Pointing and labeling entries:
----
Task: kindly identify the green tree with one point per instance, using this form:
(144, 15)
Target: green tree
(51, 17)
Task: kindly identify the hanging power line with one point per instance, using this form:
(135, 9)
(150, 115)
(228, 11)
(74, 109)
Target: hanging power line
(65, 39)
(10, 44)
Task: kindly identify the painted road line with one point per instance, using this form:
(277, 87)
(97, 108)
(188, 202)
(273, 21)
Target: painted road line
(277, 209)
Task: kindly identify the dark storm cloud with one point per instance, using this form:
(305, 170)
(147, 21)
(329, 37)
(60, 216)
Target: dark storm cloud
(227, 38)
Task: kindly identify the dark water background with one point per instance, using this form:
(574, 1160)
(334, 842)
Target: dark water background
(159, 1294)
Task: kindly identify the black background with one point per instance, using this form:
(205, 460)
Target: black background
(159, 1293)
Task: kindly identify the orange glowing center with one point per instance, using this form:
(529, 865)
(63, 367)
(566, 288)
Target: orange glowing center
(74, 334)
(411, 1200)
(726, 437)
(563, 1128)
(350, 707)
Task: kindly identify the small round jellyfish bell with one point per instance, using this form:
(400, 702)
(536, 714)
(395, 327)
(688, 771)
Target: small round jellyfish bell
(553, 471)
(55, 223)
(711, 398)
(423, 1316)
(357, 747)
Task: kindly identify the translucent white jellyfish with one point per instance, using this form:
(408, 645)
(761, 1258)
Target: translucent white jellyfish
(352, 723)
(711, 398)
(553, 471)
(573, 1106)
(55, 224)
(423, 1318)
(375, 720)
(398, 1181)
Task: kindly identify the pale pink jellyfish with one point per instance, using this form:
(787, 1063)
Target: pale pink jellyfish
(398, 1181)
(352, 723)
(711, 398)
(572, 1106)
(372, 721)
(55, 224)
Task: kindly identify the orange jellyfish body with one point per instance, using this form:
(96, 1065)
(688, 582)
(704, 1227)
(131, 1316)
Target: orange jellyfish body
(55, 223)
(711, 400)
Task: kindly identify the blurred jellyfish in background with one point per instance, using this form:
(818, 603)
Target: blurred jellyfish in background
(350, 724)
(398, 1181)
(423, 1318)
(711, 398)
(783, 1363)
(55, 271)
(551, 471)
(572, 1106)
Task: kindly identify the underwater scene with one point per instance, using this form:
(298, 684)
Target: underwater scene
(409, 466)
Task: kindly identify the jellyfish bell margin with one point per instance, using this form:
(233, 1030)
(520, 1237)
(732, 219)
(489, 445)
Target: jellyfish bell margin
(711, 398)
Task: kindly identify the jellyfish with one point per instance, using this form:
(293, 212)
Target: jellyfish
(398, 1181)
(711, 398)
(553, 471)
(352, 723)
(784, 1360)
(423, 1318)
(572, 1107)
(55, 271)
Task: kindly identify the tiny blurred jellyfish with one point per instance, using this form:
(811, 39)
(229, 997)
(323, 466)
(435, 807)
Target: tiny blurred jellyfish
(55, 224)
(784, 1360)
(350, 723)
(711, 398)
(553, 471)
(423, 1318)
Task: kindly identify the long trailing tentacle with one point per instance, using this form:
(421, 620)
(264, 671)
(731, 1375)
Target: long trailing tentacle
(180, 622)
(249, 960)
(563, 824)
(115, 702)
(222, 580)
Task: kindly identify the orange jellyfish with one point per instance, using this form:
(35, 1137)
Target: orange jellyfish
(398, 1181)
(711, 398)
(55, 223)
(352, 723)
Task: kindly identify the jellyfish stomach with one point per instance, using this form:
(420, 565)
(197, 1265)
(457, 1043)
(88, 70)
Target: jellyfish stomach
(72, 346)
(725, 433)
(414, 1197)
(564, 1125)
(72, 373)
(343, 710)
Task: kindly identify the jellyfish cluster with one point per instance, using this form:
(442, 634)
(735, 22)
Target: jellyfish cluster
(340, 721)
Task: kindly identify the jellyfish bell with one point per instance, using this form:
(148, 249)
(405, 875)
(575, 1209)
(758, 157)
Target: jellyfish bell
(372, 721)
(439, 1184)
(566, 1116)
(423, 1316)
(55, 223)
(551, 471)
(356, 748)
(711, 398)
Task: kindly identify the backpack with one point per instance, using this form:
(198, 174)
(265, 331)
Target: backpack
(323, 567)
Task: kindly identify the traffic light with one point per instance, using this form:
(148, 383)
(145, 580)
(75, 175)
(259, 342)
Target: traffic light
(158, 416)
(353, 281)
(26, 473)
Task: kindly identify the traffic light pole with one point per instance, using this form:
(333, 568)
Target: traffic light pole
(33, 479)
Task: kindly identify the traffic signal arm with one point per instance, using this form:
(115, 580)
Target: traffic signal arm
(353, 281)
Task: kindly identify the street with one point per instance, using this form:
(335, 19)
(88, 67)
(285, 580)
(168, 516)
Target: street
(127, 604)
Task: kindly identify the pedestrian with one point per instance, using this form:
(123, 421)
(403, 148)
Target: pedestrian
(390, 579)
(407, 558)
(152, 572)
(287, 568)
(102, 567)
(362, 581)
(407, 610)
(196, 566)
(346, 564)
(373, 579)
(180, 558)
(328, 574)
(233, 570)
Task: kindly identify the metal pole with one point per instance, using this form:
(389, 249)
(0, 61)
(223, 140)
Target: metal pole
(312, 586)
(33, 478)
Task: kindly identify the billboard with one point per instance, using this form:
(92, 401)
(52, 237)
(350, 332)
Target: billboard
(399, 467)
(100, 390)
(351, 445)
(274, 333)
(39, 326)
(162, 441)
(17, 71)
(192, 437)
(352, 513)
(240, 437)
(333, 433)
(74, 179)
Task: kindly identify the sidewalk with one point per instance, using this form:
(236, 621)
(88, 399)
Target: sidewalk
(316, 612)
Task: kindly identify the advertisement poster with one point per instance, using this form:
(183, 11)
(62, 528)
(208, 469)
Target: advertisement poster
----
Exercise requirements: Repeat every record, exactly as written.

Solution for this task:
Task: kindly identify the green tree with one point per instance, using this form:
(144, 15)
Target: green tree
(51, 17)
Task: kindly identify the hanging power line with one point per instance, using this form:
(135, 9)
(150, 115)
(228, 11)
(74, 109)
Target: hanging power line
(65, 39)
(10, 44)
Task: kindly identify the painted road line with one point per instance, using this form:
(277, 87)
(97, 108)
(188, 202)
(273, 21)
Target: painted road line
(277, 209)
Task: kindly identify the dark storm cloud with one point per instance, using this form:
(305, 170)
(147, 21)
(329, 37)
(60, 216)
Target: dark storm cloud
(227, 38)
Task: kindly identify the dark water background with one point per instance, using this form:
(574, 1160)
(334, 842)
Target: dark water background
(159, 1294)
Task: kindly identify the black background with one point per instance, using this form:
(205, 460)
Target: black background
(159, 1293)
Task: kindly identify the orange glowing center with one point per instance, using this form:
(529, 865)
(63, 367)
(566, 288)
Target: orange glowing center
(74, 334)
(411, 1200)
(726, 437)
(563, 1128)
(350, 707)
Task: kindly identify the small round jellyfish bell with one point per instance, using this form:
(400, 702)
(536, 714)
(395, 327)
(688, 771)
Target: small round jellyfish bell
(553, 471)
(55, 223)
(711, 398)
(423, 1316)
(357, 747)
Task: kindly identify the translucent white jellyfish with one point per instance, using this form:
(408, 645)
(761, 1258)
Target: translucent white jellyfish
(352, 723)
(711, 398)
(553, 471)
(573, 1106)
(55, 224)
(423, 1318)
(375, 720)
(398, 1181)
Task: kindly identify the pale pink jellyfish with one point per instance, using this form:
(787, 1063)
Target: pale pink jellyfish
(398, 1181)
(352, 723)
(711, 398)
(572, 1106)
(372, 721)
(55, 224)
Task: kindly identify the orange jellyfish body with one point per instance, using this form:
(96, 1065)
(688, 582)
(704, 1227)
(131, 1316)
Target: orange jellyfish body
(55, 223)
(711, 400)
Task: kindly identify the blurred jellyfish in background with one point per instance, using this form:
(818, 603)
Target: blurred jellyfish in background
(350, 724)
(398, 1181)
(423, 1318)
(711, 398)
(783, 1363)
(55, 271)
(551, 471)
(572, 1106)
Task: kindly identify the underwater scene with one point per instance, using this form:
(298, 684)
Target: underwater scene
(409, 466)
Task: kindly identify the jellyfish bell margin with one point per instance, using this form:
(233, 1030)
(520, 1237)
(732, 219)
(489, 445)
Target: jellyfish bell margin
(711, 398)
Task: kindly identify the jellyfish with one point per instance, using this form:
(293, 212)
Target: jellyfish
(398, 1181)
(711, 398)
(553, 471)
(352, 723)
(784, 1360)
(423, 1318)
(572, 1107)
(55, 271)
Task: kindly identify the tiny blurred jellyfish with one point per instance, using this form:
(811, 39)
(229, 997)
(323, 466)
(435, 807)
Target: tiny blurred jellyfish
(55, 224)
(784, 1360)
(350, 723)
(711, 398)
(553, 471)
(423, 1318)
Task: kindly identify the long trailing tentacle with one point per instance, using this form:
(421, 620)
(264, 671)
(731, 1375)
Target: long trailing tentacle
(180, 622)
(249, 960)
(563, 824)
(115, 702)
(222, 580)
Task: kindly identify the orange jellyfish with one point per instance, using this form:
(35, 1137)
Target: orange jellyfish
(398, 1181)
(711, 398)
(55, 223)
(352, 723)
Task: kindly identify the jellyfish stomach with one point per instance, using this form:
(420, 565)
(197, 1265)
(457, 1043)
(88, 70)
Target: jellyfish stomach
(72, 346)
(725, 433)
(414, 1197)
(564, 1125)
(72, 373)
(343, 710)
Task: kindly identify the jellyfish cluster with one point per instance, using this form:
(442, 634)
(735, 22)
Target: jellyfish cluster
(340, 721)
Task: kindly identify the jellyfish bell with one point per instance, using this form:
(148, 249)
(405, 875)
(575, 1209)
(758, 157)
Target: jellyfish bell
(372, 721)
(439, 1184)
(566, 1116)
(423, 1316)
(55, 223)
(551, 471)
(356, 748)
(711, 398)
Task: kindly identify the backpack with one point per instance, using this form:
(198, 174)
(265, 331)
Target: backpack
(323, 567)
Task: kindly identify the traffic light with one point per instance, using this form:
(148, 383)
(145, 580)
(75, 175)
(259, 342)
Target: traffic light
(158, 416)
(353, 281)
(26, 473)
Task: kindly identify the traffic light pole with one point per instance, using this form:
(333, 568)
Target: traffic light pole
(33, 479)
Task: kindly identify the traffic signal arm with one point per instance, using this form:
(115, 580)
Target: traffic signal arm
(353, 281)
Task: kindly identify the street with one point per instance, using this form:
(335, 19)
(88, 67)
(285, 580)
(168, 516)
Target: street
(127, 604)
Task: kindly identify the pedestrian with one point per instance, using this form:
(123, 421)
(403, 148)
Target: pedestrian
(390, 579)
(407, 558)
(152, 572)
(287, 568)
(102, 567)
(362, 581)
(407, 610)
(196, 566)
(346, 564)
(373, 579)
(180, 558)
(328, 574)
(233, 570)
Task: kindly identify the metal pole with one point per instance, using this form:
(389, 249)
(0, 61)
(223, 140)
Target: metal pole
(312, 586)
(33, 478)
Task: kindly identify the billboard with one point per instance, using this form:
(92, 401)
(52, 237)
(350, 332)
Target: billboard
(399, 467)
(100, 390)
(351, 445)
(274, 333)
(39, 326)
(162, 441)
(17, 71)
(192, 437)
(352, 513)
(240, 437)
(333, 433)
(74, 179)
Task: kindly identify the sidewalk with one point per instance, using this form:
(236, 621)
(88, 399)
Target: sidewalk
(316, 612)
Task: kindly identify the advertisement poster with one point per instance, using this form:
(183, 11)
(62, 528)
(208, 469)
Target: advertisement poster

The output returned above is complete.